▸ TASK BRIEF: Exactly reproduce each record listed below.
***
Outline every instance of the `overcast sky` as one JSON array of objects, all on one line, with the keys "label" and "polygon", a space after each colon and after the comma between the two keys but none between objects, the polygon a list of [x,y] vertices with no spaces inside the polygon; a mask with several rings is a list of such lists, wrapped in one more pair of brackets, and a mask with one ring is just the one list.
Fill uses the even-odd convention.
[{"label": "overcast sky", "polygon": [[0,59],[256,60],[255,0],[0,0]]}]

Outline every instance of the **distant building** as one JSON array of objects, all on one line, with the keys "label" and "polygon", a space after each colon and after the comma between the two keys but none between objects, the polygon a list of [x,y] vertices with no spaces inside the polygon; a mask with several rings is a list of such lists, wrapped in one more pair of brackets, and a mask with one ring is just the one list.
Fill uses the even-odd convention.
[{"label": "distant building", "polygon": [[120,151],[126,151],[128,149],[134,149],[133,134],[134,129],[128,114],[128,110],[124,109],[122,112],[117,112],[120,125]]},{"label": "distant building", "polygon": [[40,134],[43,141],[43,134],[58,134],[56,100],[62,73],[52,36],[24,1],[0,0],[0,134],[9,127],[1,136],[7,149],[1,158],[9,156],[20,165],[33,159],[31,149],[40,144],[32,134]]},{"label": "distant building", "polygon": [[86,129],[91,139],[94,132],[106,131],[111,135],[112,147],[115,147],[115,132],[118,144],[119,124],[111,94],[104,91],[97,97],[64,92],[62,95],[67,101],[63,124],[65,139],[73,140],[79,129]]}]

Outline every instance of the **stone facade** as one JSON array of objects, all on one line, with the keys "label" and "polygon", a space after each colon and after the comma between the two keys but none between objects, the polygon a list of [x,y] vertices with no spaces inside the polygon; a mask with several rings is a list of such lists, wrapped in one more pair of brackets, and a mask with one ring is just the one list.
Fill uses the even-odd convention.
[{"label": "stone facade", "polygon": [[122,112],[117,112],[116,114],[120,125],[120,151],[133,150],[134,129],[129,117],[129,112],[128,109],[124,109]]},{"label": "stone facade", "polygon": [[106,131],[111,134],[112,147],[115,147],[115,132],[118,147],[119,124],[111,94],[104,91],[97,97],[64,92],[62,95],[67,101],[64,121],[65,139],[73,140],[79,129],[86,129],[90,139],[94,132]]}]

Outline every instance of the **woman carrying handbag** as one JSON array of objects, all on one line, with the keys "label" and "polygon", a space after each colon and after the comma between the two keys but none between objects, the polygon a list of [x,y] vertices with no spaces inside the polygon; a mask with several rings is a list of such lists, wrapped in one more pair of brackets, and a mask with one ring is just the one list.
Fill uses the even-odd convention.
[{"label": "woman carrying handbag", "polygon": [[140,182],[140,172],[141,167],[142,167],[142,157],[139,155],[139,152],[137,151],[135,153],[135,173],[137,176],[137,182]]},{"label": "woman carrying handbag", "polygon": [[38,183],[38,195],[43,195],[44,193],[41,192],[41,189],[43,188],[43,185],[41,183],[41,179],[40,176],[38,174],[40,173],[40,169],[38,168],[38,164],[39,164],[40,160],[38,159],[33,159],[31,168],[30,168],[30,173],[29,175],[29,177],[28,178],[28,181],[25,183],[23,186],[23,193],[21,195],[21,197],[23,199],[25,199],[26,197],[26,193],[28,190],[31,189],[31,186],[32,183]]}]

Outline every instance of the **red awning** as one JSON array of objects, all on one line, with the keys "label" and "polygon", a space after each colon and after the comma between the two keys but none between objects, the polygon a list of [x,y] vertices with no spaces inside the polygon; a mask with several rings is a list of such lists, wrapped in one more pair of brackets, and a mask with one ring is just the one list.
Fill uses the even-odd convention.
***
▸ RESULT:
Outline every instance of the `overcast sky` as one JSON array of objects, all on one line, with the keys "label" and "polygon", a space after each colon and after the comma between the two keys but none between objects, the polygon a list of [x,y] vertices with no spaces inside the polygon; a mask with several rings is a list of such lists, wrapped in one more pair of brackets, and a mask with one ring is just the one list.
Fill uses the even-odd convention.
[{"label": "overcast sky", "polygon": [[0,59],[256,60],[255,0],[0,0]]}]

Outline every instance of the **distant building** as one JSON array of objects, all on one line, with the keys "label" and "polygon", a space after each colon and after the comma between the two keys but none between objects, the polygon a list of [x,y] vertices with no spaces inside the polygon; a mask with several rings is a list of such lists, wrapped in one more pair of brackets, and a mask with one ring is just the one list.
Fill uses the even-odd convention.
[{"label": "distant building", "polygon": [[120,151],[126,151],[128,149],[134,149],[133,134],[134,129],[128,114],[128,110],[124,109],[122,112],[117,112],[120,125]]},{"label": "distant building", "polygon": [[40,134],[43,141],[43,134],[58,134],[56,100],[62,73],[52,36],[24,1],[0,0],[0,134],[9,127],[1,136],[7,149],[1,158],[9,156],[20,165],[33,159],[31,149],[40,144],[32,134]]},{"label": "distant building", "polygon": [[86,129],[91,139],[94,132],[106,131],[111,135],[112,147],[115,147],[115,132],[118,144],[119,124],[111,94],[104,91],[97,97],[64,92],[62,95],[67,101],[63,124],[65,139],[73,140],[79,129]]}]

Outline every instance of the **stone facade** as one JSON array of objects, all on one line, with the keys "label" and "polygon", a space after each colon and after the comma between the two keys but none between objects, the polygon a list of [x,y] vertices with no spaces inside the polygon; a mask with several rings is a list of such lists, wrapped in one more pair of brackets, and a mask with one ring is just the one list.
Fill uses the even-odd convention.
[{"label": "stone facade", "polygon": [[122,112],[117,112],[116,114],[120,125],[120,151],[133,150],[134,129],[129,117],[129,112],[128,109],[124,109]]},{"label": "stone facade", "polygon": [[106,131],[111,134],[112,147],[115,147],[115,132],[118,147],[119,124],[111,94],[104,91],[97,97],[64,92],[62,95],[67,101],[64,121],[65,139],[73,140],[79,129],[86,129],[90,139],[94,132]]}]

Outline every instance of the **woman carrying handbag** as one JSON array of objects, all on one line, with the keys "label" and "polygon", a space after each colon and after the comma between the two keys but none between objects, the polygon a list of [x,y] vertices with no spaces inside the polygon; a mask with several rings is a list of such lists, wrapped in one more pair of brackets, and a mask with one ring is just the one list.
Fill uses the even-odd convention.
[{"label": "woman carrying handbag", "polygon": [[140,182],[140,172],[141,167],[142,167],[142,157],[139,155],[139,152],[137,151],[135,153],[135,173],[137,176],[137,182]]},{"label": "woman carrying handbag", "polygon": [[38,183],[38,195],[43,195],[44,193],[41,192],[41,189],[43,188],[43,185],[41,183],[41,179],[40,176],[38,174],[40,173],[40,169],[38,168],[38,164],[39,164],[40,160],[38,159],[33,159],[31,168],[30,168],[30,173],[29,175],[29,177],[28,178],[28,181],[25,183],[23,186],[23,193],[21,195],[21,197],[23,199],[25,199],[26,197],[26,193],[28,190],[31,189],[31,186],[32,183]]}]

Outline every instance of the **red awning** as one JSON array of objects, all on one line, with the keys "label" and "polygon", a space after each colon and after the comma between the two keys but none between objects, the polygon a list of [x,y] vertices with no spaces inside the polygon; a mask with several rings is a list of such lists, wrapped in one more pair of brackets, and a mask with one ring is just the one list.
Fill uses the even-odd convention.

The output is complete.